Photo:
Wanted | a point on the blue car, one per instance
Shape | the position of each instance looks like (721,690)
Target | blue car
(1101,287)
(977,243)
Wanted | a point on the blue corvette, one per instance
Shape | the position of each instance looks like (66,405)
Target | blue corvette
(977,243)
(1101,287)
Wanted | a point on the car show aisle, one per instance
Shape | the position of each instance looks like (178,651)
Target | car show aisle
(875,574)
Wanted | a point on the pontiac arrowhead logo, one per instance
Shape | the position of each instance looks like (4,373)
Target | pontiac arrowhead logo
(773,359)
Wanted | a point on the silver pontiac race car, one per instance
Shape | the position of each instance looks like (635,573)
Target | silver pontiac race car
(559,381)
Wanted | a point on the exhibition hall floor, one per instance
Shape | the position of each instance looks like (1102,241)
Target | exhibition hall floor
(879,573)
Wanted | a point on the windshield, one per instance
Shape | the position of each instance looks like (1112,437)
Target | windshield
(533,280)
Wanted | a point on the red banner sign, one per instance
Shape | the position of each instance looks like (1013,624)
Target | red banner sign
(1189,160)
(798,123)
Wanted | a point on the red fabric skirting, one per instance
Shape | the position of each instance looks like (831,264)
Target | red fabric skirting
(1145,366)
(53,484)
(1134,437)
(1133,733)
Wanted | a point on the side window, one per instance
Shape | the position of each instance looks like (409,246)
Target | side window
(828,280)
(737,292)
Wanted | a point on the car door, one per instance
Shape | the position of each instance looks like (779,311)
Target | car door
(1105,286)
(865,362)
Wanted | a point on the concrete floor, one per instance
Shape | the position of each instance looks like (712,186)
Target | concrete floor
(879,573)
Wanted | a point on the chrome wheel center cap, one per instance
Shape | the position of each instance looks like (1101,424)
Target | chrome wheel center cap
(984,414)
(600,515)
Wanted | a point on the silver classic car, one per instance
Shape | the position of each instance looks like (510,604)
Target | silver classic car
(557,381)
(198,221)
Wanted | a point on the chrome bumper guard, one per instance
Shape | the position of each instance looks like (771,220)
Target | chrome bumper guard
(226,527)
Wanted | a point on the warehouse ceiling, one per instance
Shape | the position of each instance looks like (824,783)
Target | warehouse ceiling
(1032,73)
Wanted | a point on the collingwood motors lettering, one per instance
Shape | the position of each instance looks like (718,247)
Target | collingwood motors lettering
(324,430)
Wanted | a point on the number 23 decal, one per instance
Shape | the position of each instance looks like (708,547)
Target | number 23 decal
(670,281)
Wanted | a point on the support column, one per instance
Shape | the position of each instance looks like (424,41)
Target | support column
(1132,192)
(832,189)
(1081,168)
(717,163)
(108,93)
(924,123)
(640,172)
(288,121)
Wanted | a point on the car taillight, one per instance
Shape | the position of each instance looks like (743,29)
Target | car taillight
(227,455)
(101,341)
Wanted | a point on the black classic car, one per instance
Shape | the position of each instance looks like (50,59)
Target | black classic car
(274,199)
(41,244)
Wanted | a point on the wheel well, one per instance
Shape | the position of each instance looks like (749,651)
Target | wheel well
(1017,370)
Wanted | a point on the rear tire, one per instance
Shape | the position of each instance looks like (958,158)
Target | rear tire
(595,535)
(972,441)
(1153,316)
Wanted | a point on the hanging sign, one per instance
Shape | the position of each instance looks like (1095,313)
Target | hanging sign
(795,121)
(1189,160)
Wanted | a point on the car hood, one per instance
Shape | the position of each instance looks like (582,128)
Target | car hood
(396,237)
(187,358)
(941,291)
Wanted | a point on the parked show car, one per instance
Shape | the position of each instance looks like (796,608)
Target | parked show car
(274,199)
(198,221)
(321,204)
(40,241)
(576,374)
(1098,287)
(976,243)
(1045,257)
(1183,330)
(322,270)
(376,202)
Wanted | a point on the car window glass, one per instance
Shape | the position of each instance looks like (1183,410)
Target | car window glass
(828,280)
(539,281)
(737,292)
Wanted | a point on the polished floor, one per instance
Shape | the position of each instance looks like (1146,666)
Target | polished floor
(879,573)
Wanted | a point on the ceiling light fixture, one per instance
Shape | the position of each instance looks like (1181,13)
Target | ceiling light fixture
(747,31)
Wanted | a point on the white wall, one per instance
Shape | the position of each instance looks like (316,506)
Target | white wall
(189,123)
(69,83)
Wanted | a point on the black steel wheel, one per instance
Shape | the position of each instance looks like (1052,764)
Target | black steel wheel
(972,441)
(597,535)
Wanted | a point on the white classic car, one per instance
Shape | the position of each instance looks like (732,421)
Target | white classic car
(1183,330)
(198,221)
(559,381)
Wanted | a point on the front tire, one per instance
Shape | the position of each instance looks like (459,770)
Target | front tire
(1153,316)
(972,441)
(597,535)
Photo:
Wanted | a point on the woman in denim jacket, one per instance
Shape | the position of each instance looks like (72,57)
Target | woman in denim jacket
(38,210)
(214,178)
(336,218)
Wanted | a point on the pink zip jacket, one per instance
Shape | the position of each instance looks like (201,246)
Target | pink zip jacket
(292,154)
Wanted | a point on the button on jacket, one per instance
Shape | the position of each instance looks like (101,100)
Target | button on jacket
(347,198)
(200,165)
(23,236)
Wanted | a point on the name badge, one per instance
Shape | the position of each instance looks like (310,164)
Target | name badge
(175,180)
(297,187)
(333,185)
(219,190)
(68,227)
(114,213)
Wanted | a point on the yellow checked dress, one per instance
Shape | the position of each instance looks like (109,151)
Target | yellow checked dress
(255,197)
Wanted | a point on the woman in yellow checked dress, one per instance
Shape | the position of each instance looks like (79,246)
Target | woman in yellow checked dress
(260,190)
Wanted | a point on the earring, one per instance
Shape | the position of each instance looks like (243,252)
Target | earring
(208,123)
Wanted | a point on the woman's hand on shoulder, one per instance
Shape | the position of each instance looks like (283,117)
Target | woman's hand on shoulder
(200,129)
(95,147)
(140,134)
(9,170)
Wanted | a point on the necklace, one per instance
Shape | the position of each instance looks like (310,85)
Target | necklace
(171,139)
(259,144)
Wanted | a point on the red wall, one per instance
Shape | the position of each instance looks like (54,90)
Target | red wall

[What this task involves]
Please print exactly the lines of the entries above, beginning with the line that contains "Target | woman's hand on shoulder" and ending with the last line.

[Answer below]
Target | woman's hand on shoulder
(200,129)
(95,147)
(140,134)
(9,170)
Wanted | a point on the necklace, one per instance
Shape | the position of each instance looks like (310,85)
Target | necklace
(171,139)
(259,144)
Wanted | a point on the red wall, one per instance
Shape | the position of each instance looks like (54,90)
Target | red wall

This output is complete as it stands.